- WHAT YOU NEED TO DO -
Reproduce the listing below in its entirety. Change nothing.

[Stored entries]
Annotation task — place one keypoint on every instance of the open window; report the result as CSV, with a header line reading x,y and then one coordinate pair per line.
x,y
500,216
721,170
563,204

- EXERCISE RESULT -
Annotation task — place one keypoint on every instance of the open window; report the result as CSV, with a header line reading x,y and then one coordinate pair per line.
x,y
500,216
721,170
563,204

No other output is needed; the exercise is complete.